EXERCISE DETAILS: Write the listing below again, word for word.

SOURCE MATERIAL:
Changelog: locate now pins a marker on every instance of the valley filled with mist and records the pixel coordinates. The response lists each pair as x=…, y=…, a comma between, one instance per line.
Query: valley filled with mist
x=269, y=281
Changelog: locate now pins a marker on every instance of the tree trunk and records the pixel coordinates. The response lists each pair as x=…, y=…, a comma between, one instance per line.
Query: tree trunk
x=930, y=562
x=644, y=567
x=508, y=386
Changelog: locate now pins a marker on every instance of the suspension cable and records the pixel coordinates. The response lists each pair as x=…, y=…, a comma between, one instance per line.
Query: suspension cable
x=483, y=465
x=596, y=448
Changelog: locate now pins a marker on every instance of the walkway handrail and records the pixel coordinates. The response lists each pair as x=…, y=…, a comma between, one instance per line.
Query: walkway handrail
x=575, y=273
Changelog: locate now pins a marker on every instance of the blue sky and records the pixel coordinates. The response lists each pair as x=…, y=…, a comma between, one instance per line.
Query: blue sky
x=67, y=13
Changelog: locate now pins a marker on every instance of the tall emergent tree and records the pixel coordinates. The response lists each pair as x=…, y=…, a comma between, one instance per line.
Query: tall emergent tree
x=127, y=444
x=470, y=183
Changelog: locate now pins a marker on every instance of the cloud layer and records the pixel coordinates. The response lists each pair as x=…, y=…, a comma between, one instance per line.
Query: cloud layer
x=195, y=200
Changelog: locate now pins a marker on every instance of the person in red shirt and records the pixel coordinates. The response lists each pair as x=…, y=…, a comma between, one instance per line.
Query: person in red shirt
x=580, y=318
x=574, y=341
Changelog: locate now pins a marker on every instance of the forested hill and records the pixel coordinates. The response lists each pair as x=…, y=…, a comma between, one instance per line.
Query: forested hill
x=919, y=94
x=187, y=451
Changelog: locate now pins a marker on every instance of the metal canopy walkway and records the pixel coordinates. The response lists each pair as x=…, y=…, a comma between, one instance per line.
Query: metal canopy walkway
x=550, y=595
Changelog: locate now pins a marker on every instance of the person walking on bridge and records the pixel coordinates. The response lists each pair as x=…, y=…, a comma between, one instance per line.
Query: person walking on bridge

ANSWER FOR THIS EXERCISE:
Changelog: locate now pins a marker on every instance of the valley filled with mist and records the pixel coordinates. The response lists each pair as x=…, y=…, a comma between, one instance per line.
Query: valley filled with mist
x=269, y=281
Changelog: locate now pins a marker on every instance of the tree trunk and records the pixel coordinates. The response lists each pair as x=…, y=…, a comma between, one instance per line.
Query: tree trunk
x=930, y=562
x=644, y=567
x=508, y=386
Changelog: locate now pins a marker on every instance of the suspension cable and records the pixel coordinates. The response lists each pair as x=…, y=…, a comma between, one instance per line.
Query: suspension cable
x=483, y=465
x=596, y=448
Changelog: locate now pins a marker on every instance of the walkway handrail and records the pixel coordinates. The response lists each pair as x=…, y=…, a comma between, one instance per line.
Query: walkway handrail
x=575, y=273
Changelog: locate now pins a marker on every instance of the blue sky and records the pixel coordinates. The response lists each pair as x=…, y=…, a comma between, one instance per line.
Query: blue sky
x=67, y=13
Changelog: locate now pins a marker on every instance of the tall emergent tree and records the pixel coordinates. The response lists each pair as x=…, y=…, a comma between, one instance per line.
Query: tall emergent tree
x=127, y=444
x=470, y=183
Changelog: locate now pins a marker on every instance of the cloud layer and records the pixel coordinates. The response lists each pair as x=…, y=…, a comma between, one instance per line.
Query: cloud layer
x=195, y=200
Changelog: locate now pins a marker on every instance of the person in red shirt and records the pixel coordinates. The response lists each pair as x=…, y=…, a comma between, one instance per line.
Query: person in red shirt
x=580, y=318
x=574, y=341
Changelog: locate now pins a marker on every instance of the forested hill and records the pixel coordinates. The response lists each pair as x=…, y=…, a comma between, one instance per line.
Query: forested hill
x=919, y=94
x=187, y=451
Changelog: locate now pins a marker on every instance of the metal canopy walkway and records the pixel coordinates. The response lists each pair as x=…, y=…, a comma between, one instance per line.
Query: metal canopy walkway
x=550, y=595
Changelog: locate now pins a marker on every instance of the person walking on bridge and records the pixel coordinates. The response lists each pair as x=…, y=…, a comma between, one instance per line.
Query: person walking on bridge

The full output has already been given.